━━━ DATA ━━━

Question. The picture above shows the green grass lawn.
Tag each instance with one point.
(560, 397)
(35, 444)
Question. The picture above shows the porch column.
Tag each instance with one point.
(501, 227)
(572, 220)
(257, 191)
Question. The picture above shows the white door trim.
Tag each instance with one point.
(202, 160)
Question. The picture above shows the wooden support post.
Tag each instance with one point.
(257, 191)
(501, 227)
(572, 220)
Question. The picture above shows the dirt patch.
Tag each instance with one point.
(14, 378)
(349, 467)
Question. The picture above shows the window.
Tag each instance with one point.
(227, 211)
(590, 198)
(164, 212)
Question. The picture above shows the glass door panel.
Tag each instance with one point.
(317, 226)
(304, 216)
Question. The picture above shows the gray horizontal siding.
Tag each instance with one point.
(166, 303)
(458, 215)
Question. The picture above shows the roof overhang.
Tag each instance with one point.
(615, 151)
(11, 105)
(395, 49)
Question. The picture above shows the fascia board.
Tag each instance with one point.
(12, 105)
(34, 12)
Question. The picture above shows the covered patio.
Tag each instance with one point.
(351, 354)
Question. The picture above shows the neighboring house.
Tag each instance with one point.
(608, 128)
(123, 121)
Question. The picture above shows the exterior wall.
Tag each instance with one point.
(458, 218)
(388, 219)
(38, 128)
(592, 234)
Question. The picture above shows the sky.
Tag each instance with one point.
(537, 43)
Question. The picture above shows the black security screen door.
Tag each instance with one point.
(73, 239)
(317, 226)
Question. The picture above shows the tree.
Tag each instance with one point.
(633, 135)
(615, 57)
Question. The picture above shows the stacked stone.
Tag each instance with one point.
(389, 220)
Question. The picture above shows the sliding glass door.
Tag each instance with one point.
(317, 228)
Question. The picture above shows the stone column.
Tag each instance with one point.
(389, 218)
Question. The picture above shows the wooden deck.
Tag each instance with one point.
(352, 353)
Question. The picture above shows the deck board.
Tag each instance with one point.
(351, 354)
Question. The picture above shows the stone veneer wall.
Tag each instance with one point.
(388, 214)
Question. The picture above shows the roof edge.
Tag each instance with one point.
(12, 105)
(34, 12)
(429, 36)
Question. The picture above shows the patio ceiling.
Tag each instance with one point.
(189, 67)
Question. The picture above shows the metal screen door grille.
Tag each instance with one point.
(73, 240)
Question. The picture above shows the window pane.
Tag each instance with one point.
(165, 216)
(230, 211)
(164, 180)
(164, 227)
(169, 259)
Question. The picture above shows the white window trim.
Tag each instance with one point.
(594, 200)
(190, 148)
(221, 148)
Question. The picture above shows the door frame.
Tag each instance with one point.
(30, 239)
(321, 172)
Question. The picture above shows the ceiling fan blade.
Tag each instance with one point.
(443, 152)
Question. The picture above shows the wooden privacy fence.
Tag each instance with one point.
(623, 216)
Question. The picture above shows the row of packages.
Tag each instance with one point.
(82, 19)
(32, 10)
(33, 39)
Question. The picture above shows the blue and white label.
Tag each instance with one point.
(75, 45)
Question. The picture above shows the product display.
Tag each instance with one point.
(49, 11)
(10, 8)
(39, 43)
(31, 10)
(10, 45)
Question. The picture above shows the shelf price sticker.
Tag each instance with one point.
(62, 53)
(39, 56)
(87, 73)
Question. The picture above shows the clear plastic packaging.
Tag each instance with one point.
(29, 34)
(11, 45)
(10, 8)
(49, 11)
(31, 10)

━━━
━━━ DATA ━━━

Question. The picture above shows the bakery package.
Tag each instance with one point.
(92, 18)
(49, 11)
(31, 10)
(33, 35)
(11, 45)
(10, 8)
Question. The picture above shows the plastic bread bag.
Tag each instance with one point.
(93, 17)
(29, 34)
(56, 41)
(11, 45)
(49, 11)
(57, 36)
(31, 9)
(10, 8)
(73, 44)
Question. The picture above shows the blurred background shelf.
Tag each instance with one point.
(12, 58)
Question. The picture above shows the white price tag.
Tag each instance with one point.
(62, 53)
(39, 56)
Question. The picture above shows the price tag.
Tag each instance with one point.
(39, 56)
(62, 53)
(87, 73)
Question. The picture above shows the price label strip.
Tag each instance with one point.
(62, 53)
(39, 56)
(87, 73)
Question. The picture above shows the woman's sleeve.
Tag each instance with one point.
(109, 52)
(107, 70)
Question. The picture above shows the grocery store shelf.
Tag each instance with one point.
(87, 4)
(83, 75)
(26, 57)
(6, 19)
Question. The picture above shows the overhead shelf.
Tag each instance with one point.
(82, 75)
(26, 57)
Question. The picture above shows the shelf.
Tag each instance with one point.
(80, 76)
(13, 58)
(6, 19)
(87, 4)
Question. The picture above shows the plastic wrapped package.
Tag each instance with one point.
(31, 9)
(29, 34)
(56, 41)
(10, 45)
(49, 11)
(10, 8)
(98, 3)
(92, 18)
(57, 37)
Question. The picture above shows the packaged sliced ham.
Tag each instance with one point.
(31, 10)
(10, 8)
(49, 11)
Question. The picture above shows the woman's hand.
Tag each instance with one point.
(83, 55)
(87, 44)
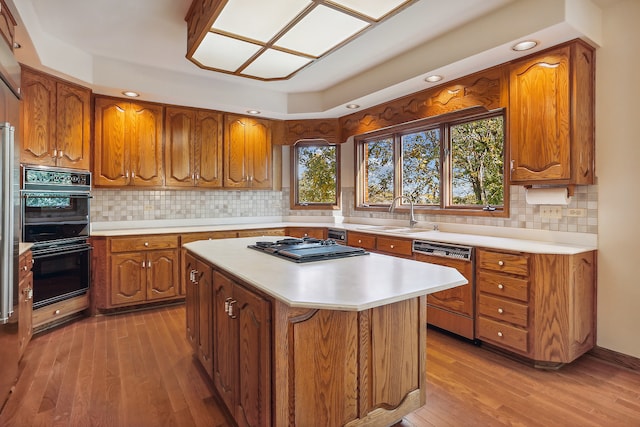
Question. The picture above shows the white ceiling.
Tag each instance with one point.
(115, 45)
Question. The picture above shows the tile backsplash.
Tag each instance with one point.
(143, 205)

━━━

* _WORK REQUEST_
Return every line of the listing above that contains "woman".

* _YOUR RESPONSE_
Question. The picture above shows the woman's sleeve.
Question. The picture above shows the woman's hand.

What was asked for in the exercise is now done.